- SOURCE TEXT -
[Begin]

It is an object of the invention to provide a device and a method for receiving video streams of the kind set forth, which device and method prevent that the consistency of the image quality is negatively affected when transmission rate fluctuations occur. This object is achieved by providing a device characterized by the characterizing portion of claim 1. The object is also achieved by providing a method characterized by the characterizing portion of claim 9.

The invention relies on the perception that the transition from a full-quality video signal to a basic-quality video signal, respectively from a basic-quality video signal to a full-quality video signal, should be a gradual transition instead of a sudden transition. The blending process can be implemented by circuitry which applies a blending factor on the decoded video signals of the base layer and the enhancement layer(s), before these decoded video signals are merged to form a single output video signal.

Due to the delay time of the decoding process there will be a natural delay between the moment a transition occurs in the received video data and the moment that a transition occurs in the full-quality video signal. During that time interval the blending factor may be changed gradually, so that the visibility of the transition is reduced. It may be preferable to provide for an extra delay in addition to this natural delay. This enables the device to further smooth away the effect of the quality transition in the received video data.

[End]

- GIVEN RECORDS -
[Begin]

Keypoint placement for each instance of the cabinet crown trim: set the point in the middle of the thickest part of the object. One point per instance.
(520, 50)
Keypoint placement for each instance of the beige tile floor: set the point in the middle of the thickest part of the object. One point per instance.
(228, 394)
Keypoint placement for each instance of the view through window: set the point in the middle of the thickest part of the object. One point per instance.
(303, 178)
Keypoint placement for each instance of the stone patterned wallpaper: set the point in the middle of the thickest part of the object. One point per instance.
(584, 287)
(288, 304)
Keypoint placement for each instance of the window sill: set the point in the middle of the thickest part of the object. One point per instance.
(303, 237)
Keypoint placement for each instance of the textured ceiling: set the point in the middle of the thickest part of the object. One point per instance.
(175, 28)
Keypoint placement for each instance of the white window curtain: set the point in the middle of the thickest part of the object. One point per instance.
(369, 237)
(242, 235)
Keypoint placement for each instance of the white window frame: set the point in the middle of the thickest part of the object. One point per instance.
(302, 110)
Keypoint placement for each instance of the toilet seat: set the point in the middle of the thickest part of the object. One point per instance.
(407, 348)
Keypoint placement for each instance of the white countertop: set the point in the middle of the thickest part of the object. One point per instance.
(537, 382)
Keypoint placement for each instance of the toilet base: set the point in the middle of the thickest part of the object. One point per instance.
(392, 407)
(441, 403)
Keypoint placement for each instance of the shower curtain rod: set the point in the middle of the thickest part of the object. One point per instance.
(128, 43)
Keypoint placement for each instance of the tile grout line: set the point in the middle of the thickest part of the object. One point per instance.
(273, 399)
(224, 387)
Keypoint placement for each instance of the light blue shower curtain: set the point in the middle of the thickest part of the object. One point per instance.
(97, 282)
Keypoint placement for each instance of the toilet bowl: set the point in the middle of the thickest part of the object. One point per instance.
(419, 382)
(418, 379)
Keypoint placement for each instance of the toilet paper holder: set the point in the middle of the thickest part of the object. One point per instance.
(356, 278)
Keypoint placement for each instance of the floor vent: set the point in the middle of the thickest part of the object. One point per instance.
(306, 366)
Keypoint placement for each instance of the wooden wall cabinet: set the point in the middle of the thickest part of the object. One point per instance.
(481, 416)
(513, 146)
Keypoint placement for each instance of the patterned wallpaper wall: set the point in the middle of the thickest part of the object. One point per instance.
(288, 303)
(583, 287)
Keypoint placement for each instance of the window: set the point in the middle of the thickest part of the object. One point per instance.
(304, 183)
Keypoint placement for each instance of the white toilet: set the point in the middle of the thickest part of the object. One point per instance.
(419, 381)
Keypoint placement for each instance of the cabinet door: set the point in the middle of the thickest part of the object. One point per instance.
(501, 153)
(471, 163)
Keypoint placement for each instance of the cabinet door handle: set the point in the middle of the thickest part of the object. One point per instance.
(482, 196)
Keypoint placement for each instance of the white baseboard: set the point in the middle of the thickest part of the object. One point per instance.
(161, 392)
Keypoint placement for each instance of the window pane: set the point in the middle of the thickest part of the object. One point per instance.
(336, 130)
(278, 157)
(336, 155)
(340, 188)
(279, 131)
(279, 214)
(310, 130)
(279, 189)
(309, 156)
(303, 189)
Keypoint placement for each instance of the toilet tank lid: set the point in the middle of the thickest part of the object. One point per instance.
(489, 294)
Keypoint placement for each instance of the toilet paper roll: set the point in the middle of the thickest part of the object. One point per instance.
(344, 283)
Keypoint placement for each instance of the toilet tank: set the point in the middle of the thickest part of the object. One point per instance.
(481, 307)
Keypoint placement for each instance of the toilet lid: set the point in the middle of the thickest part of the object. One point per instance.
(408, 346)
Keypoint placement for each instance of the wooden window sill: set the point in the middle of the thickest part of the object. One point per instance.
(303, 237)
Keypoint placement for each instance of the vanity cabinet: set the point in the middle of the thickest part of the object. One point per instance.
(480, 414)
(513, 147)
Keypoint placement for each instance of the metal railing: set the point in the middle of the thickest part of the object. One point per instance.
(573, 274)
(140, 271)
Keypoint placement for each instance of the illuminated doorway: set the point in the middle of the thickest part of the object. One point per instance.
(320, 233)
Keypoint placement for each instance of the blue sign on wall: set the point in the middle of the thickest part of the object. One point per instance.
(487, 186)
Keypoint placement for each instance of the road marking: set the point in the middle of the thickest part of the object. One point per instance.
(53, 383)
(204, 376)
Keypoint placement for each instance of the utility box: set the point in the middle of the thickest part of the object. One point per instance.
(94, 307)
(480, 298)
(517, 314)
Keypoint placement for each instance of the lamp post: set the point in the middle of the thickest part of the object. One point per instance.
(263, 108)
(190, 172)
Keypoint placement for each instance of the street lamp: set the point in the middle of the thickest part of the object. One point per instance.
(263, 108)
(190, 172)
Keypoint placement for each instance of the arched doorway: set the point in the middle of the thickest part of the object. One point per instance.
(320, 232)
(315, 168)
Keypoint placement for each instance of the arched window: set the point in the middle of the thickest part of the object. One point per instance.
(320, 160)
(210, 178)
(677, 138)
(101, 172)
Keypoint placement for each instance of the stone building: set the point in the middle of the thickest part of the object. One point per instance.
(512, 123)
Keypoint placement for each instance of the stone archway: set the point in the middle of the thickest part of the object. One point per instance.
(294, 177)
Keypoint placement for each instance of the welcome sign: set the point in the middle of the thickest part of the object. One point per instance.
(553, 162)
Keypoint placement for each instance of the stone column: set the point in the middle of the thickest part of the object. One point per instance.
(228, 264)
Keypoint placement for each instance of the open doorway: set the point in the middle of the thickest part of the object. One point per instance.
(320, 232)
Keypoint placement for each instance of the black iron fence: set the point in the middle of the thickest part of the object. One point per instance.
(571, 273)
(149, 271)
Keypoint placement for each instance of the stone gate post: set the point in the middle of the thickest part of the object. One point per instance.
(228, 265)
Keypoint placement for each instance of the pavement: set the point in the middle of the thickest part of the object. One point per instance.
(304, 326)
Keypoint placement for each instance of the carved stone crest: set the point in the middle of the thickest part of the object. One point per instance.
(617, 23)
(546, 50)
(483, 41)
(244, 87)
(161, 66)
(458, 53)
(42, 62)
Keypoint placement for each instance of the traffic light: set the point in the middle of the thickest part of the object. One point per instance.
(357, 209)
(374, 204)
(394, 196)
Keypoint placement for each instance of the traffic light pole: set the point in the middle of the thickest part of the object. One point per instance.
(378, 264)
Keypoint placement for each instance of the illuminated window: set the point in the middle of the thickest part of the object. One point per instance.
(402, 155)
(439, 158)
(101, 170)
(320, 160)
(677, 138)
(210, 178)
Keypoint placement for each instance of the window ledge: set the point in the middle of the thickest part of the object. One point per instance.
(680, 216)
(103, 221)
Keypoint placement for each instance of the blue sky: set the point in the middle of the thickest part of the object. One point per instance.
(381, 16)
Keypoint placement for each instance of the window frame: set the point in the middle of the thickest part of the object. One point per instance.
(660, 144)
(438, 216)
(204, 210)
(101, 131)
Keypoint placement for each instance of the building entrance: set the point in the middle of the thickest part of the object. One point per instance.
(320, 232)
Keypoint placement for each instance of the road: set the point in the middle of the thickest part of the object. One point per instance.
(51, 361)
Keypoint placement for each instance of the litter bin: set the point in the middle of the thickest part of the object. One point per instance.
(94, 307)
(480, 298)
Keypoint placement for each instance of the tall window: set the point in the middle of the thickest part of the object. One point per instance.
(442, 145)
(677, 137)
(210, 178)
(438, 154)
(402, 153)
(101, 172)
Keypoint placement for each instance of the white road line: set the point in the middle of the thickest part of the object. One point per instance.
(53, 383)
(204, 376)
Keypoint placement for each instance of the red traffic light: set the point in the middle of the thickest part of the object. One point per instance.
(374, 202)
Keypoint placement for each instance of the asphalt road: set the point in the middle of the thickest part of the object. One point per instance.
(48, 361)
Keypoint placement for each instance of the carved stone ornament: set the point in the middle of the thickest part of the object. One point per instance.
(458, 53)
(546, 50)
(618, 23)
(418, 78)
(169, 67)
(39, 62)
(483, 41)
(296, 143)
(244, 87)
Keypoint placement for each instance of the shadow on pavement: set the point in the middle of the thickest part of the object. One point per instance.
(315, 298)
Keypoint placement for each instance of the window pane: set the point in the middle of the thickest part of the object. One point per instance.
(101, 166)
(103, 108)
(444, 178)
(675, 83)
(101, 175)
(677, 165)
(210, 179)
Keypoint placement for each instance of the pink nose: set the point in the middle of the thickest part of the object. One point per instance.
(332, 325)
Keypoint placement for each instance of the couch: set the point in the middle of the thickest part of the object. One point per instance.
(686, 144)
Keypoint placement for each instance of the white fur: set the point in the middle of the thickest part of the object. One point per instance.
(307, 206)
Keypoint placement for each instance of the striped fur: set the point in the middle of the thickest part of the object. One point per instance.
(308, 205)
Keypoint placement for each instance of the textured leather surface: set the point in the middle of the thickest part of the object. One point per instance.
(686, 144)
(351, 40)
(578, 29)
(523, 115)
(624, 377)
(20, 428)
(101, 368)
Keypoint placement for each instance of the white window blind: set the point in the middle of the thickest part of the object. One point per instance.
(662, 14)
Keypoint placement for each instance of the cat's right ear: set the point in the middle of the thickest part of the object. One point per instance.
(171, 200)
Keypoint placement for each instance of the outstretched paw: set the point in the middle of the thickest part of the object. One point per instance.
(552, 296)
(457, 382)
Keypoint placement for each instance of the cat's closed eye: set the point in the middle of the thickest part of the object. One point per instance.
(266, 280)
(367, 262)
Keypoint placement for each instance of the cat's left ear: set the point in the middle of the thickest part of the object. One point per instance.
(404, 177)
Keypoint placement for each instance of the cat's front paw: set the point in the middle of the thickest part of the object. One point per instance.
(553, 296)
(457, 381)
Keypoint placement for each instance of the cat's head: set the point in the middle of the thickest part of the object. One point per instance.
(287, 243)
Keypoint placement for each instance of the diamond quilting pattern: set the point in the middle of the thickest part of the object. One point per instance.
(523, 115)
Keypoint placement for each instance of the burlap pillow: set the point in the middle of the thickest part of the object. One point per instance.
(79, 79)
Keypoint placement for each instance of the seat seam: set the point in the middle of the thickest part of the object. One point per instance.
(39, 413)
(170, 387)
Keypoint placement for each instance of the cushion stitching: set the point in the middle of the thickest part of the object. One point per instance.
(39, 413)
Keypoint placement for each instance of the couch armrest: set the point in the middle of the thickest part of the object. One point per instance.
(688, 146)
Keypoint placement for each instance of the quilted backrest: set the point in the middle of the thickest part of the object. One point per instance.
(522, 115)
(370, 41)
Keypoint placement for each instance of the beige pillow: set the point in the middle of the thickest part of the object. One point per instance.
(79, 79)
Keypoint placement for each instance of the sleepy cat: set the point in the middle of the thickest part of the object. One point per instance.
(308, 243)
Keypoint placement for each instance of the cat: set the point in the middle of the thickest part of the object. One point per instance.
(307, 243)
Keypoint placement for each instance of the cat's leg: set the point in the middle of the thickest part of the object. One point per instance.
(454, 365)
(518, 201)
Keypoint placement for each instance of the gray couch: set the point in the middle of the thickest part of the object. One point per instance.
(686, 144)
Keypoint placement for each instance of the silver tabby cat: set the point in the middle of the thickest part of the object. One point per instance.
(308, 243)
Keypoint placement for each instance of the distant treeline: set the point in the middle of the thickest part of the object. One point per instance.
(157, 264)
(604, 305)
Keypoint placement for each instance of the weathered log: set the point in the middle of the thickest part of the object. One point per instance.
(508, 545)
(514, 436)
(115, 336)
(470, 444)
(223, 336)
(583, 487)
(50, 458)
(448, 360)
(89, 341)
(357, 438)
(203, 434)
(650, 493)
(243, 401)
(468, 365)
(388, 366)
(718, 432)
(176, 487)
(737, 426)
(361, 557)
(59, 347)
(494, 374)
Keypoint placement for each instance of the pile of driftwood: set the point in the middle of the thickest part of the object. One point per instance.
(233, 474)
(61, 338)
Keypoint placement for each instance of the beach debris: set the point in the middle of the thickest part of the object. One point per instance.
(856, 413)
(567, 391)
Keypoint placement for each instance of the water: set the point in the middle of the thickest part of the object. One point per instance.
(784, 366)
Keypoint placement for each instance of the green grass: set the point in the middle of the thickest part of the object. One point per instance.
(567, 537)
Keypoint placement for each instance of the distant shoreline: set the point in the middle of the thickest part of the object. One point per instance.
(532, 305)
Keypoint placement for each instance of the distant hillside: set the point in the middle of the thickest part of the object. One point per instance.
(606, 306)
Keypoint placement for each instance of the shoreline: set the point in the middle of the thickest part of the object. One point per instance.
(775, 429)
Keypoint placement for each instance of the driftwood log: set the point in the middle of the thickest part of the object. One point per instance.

[End]

- TASKS -
A: Count the lines of the records that contain the string "post", treating uppercase and lowercase letters as different. Give only the number.
B: Carry on the passage about receiving video streams from the point where it stops.
The records have no connection to the text.

- EXERCISE RESULTS -
A: 2

B:
The embodiment defined in claim 2 is arranged to blend a basic-quality video signal with a full-quality video signal, when only the base layer data is received in a first instant and both the base layer data and the enhancement layer data is received in a subsequent instant.

The embodiment defined in claim 3 provides additional delay elements which are arranged to delay the base layer data and the enhancement layer data. This is useful to further smooth away the quality transitions during transmission fluctuations; the delay elements introduce an extra delay in addition to the ‘natural’ delay which is already caused by the decoding process.

The embodiment defined in claim 4 provides an example of an implementation of the device according to claim 1. This embodiment comprises a first multiplier unit, a second multiplier unit and an add unit, wherein the first multiplier unit is arranged to apply a blending factor to the basic-quality video signal, wherein the second multiplier unit is arranged to apply a complementary blending factor to the full-quality video signal, and the add unit is arranged to combine the resulting basic-quality output signal with the resulting full-quality output signal into a single output signal.

The embodiment defined in claim 5 is a further implementation of the device according to claim 4, which device is further arranged to adapt the blending factor as time proceeds, wherein the device is triggered to increase the blending factor when the enhancement layer data is no longer received, and wherein the device is triggered to decrease the blending factor when the enhancement layer data is received again.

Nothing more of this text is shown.